Stated problem 1
Decide whether each statement below agrees with the patent excerpt. Answer yes or no for each and quote the words of the excerpt that decide it.
(a) In the second embodiment, the decoder 20 is replaced with an ETL processor 20A.
(b) The first extractor 21A performs a different operation from the extractor 21.
(c) The title items are given as examples of items specified by an extracting condition representing a range specification.
Stated problem 2
Transcribe the part of the patent excerpt starting with "The information processing device 1 according to a" and going on through "specifying a range.".
Stated problem 3
Pick up the patent excerpt from where it stops and continue it.

Excerpt to read
- - -

At Step S47, the decoder 20 outputs the execution results of the processing instruction (Step S47). For example, the decoder 20 writes the grouping result together with the codes of the other reference items into the partial encoded file.

Effects of First Embodiment

In this manner, in the first embodiment described above, based on the processing instruction for processing the encoded tables in each of which data in a table delimited by the delimiter is encoded column by column for each record, the information processing device 1 extracts the processing target column information on the processing target columns. The information processing device 1 uses the processing target column information to generate the partial encoded table corresponding to the processing target columns from the encoded tables. With this configuration, the information processing device 1 can refer to data from the encoded table obtained by encoding the data in the table delimited by a comma, without performing the decoding processing.

In the first embodiment described above, the information processing device 1 uses the processing target column information to extract the encoded data corresponding to the processing target columns from each of the encoded tables, and partially decodes the encoded data meeting conditions of the processing instruction. With this configuration, the information processing device 1 can partially decode the data meeting the conditions.

[b] Second Embodiment

The information processing device 1 according to the first embodiment extracts the processing target column information on the processing target columns based on the processing instruction for processing the encoded tables, and uses the extracted processing target column information to extract data in the processing target columns from the encoded tables. The information processing device 1 is, however, not limited to this approach. If the extracting condition of the processing instruction is a condition representing a range specification, the information processing device 1 may use the extracted processing target column information to extract data in the processing target columns meeting the extracting condition from the encoded tables. The title items are cited as examples of the items specified by the extracting condition representing the range specification.

The information processing device 1 according to a second embodiment of the present invention extracts the processing target column information on the processing target columns based on the processing instruction for processing the encoded tables. The following describes a case where the information processing device 1 uses the extracted processing target column information to extract, from the encoded tables, the data in the processing target columns meeting the extracting condition of the processing instruction specifying a range.

Configuration of Information Processing Device According to Second Embodiment

FIG. 9 is a functional block diagram illustrating the configuration of the information processing device according to the second embodiment. The same components as those of the information processing device 1 illustrated in FIG. 2 are assigned with the same reference numerals, and the duplicate components and operations thereof will not be described. The second embodiment differs from the first embodiment in that the encoder 10 is replaced with an encoder 10A, and the decoder 20 is replaced with an ETL processor 20A that performs ETL processing. The second embodiment also differs from the first embodiment in that the extractor 21 is replaced with a first extractor 21A, and a second extractor 41 is added. The first extractor 21A performs the same operation as the extractor 21.

- - -

Dataset extract
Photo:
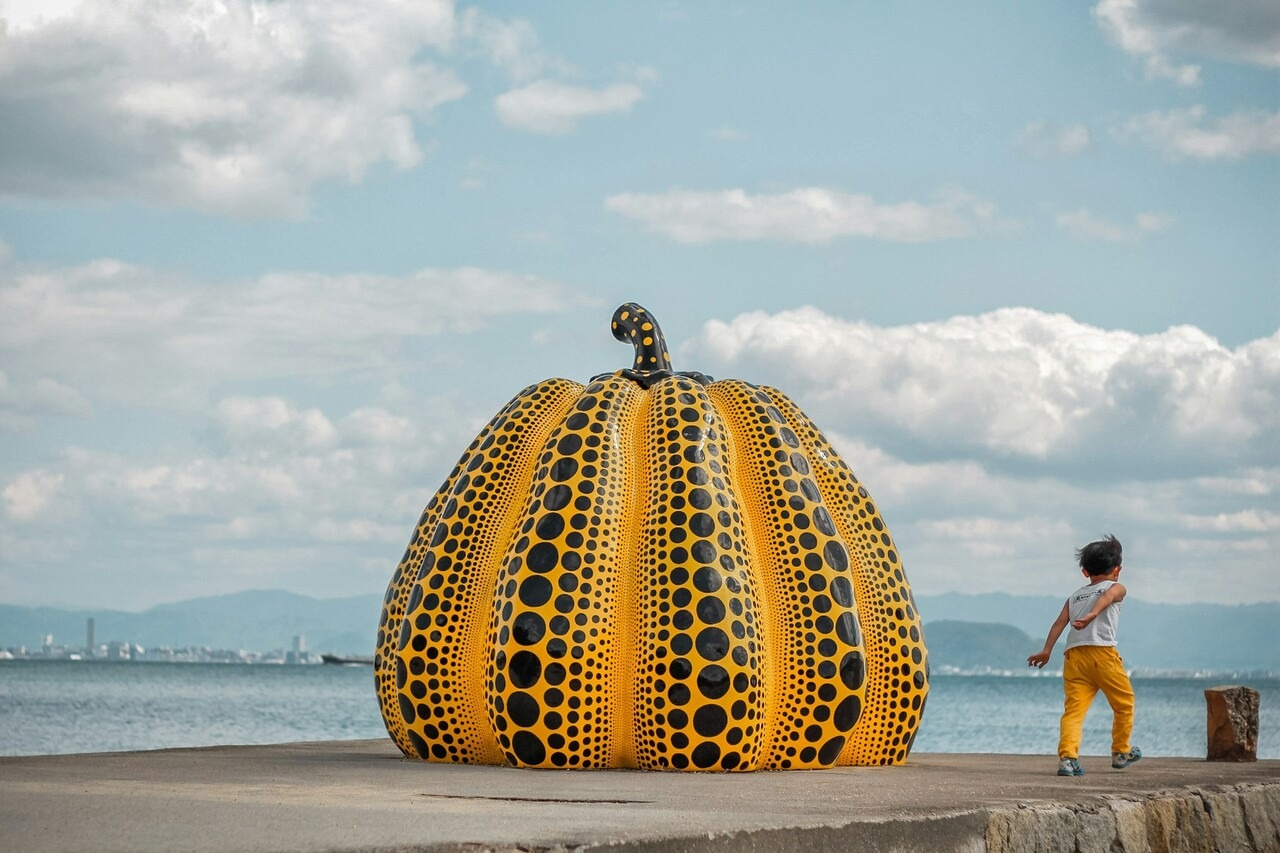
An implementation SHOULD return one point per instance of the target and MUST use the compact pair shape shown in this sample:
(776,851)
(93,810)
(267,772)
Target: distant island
(982,633)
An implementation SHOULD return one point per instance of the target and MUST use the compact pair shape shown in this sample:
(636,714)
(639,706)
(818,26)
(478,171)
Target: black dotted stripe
(817,646)
(897,661)
(700,664)
(558,665)
(442,648)
(406,575)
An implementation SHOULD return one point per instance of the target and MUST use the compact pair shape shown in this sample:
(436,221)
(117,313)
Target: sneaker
(1121,760)
(1069,767)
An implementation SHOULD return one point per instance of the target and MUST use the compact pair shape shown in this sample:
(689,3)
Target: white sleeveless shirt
(1101,630)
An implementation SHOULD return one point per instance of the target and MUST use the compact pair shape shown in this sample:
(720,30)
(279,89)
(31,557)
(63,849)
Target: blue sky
(266,267)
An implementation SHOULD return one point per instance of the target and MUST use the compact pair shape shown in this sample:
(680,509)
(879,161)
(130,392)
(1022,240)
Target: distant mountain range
(965,632)
(1162,637)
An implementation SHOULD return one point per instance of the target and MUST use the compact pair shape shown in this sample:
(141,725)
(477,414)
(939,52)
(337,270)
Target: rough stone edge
(1196,820)
(1228,819)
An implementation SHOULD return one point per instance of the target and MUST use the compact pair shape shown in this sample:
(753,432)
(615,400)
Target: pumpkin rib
(455,591)
(553,641)
(818,652)
(897,667)
(635,465)
(406,575)
(700,689)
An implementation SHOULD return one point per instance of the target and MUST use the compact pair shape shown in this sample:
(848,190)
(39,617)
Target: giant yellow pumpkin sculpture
(658,571)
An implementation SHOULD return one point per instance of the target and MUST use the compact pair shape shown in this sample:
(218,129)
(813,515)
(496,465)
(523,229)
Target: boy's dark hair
(1100,557)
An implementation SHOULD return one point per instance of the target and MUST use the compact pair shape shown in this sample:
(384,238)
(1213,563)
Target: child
(1092,662)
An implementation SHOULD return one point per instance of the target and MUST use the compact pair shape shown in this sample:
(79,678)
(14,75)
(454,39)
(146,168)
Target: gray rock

- - -

Task response 1
(a) Yes: "the decoder 20 is replaced with an ETL processor 20A that performs ETL processing"
(b) No: "The first extractor 21A performs the same operation as the extractor 21."
(c) Yes: "The title items are cited as examples of the items specified by the extracting condition representing the range specification."

Task response 2
The information processing device 1 according to a second embodiment of the present invention extracts the processing target column information on the processing target columns based on the processing instruction for processing the encoded tables. The following describes a case where the information processing device 1 uses the extracted processing target column information to extract, from the encoded tables, the data in the processing target columns meeting the extracting condition of the processing instruction specifying a range.

Task response 3
If a title item is present in the table delimited by a comma, the encoder 10A sorts the records in the order of item values of the title item. The encoder 10A encodes the data in the table, column by column for each record. When the title item is present in the table, the record may be sorted either in ascending order or descending order of the item values. The second embodiment will be described assuming that the sorting is performed in ascending order. For example, the encoder 10A reads out a table to be encoded. The encoder 10A selects a character string delimited by a comma as a processing target. The encoder 10A reads out the processing target column information on the item (column) corresponding to the selected character string from the table definition 31. The encoder 10A encodes the selected character string based on the encoding type 31d included in the read-out processing target column information.

The first extractor 21A performs the same operation as the extractor 21 according to the first embodiment, and hence will not be described.

Based on the extracting condition serving as a condition representing the range specification, the second extractor 41 extracts records that meet the extracting condition from records extracted by the first extractor 21A.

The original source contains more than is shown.